(Stored records)
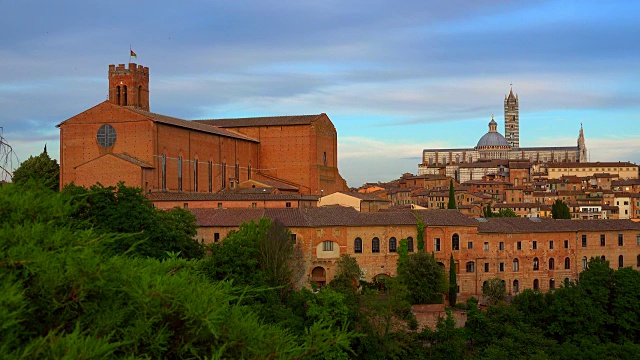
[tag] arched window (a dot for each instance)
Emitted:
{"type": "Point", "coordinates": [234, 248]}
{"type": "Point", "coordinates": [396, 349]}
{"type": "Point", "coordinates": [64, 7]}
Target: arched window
{"type": "Point", "coordinates": [455, 242]}
{"type": "Point", "coordinates": [224, 174]}
{"type": "Point", "coordinates": [195, 174]}
{"type": "Point", "coordinates": [375, 245]}
{"type": "Point", "coordinates": [210, 170]}
{"type": "Point", "coordinates": [179, 173]}
{"type": "Point", "coordinates": [410, 244]}
{"type": "Point", "coordinates": [357, 246]}
{"type": "Point", "coordinates": [164, 172]}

PROBLEM TO SOLVE: Reproduce every line of the entries above word for word, leaving out the pictures.

SOLUTION:
[tag] arched window (a dot for each instance)
Emitted:
{"type": "Point", "coordinates": [234, 248]}
{"type": "Point", "coordinates": [396, 349]}
{"type": "Point", "coordinates": [64, 7]}
Target: arched window
{"type": "Point", "coordinates": [455, 242]}
{"type": "Point", "coordinates": [224, 174]}
{"type": "Point", "coordinates": [195, 174]}
{"type": "Point", "coordinates": [375, 245]}
{"type": "Point", "coordinates": [210, 170]}
{"type": "Point", "coordinates": [179, 173]}
{"type": "Point", "coordinates": [410, 244]}
{"type": "Point", "coordinates": [357, 246]}
{"type": "Point", "coordinates": [164, 172]}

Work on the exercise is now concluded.